SHORT PROBLEM:
Pick out every line of the material that contains the word "person", and copy each one.

>> BEGIN

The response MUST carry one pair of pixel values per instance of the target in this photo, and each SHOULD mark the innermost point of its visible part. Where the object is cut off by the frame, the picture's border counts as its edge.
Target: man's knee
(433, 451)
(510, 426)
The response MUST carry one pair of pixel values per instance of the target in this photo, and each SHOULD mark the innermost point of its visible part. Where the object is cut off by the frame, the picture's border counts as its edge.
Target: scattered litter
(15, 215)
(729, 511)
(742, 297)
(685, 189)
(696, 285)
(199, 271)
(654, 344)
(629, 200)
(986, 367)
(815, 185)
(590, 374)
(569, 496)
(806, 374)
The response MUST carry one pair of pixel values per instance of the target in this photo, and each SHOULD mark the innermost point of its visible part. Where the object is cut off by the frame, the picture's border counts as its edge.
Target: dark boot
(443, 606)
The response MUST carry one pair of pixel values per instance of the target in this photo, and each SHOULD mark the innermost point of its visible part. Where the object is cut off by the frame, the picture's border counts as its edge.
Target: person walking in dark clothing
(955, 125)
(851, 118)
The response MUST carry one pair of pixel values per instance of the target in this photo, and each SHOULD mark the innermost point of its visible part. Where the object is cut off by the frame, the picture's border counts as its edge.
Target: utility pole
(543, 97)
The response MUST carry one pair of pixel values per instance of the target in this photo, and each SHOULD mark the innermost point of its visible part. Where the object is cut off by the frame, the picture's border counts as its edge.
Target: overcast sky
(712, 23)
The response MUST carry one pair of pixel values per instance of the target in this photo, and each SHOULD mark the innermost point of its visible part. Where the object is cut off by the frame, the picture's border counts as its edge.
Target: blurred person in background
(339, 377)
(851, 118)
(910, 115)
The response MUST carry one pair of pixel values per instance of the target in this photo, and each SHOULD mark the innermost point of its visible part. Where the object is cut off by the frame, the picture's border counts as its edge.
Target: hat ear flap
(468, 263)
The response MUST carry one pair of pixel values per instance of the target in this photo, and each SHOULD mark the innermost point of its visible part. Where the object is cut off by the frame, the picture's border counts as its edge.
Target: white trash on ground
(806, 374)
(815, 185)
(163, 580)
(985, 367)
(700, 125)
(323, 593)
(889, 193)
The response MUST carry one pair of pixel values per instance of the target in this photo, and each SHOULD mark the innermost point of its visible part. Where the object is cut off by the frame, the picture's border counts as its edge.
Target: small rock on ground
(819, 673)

>> END

FULL OUTPUT:
Target: person walking in dark clothing
Target: blurred person in background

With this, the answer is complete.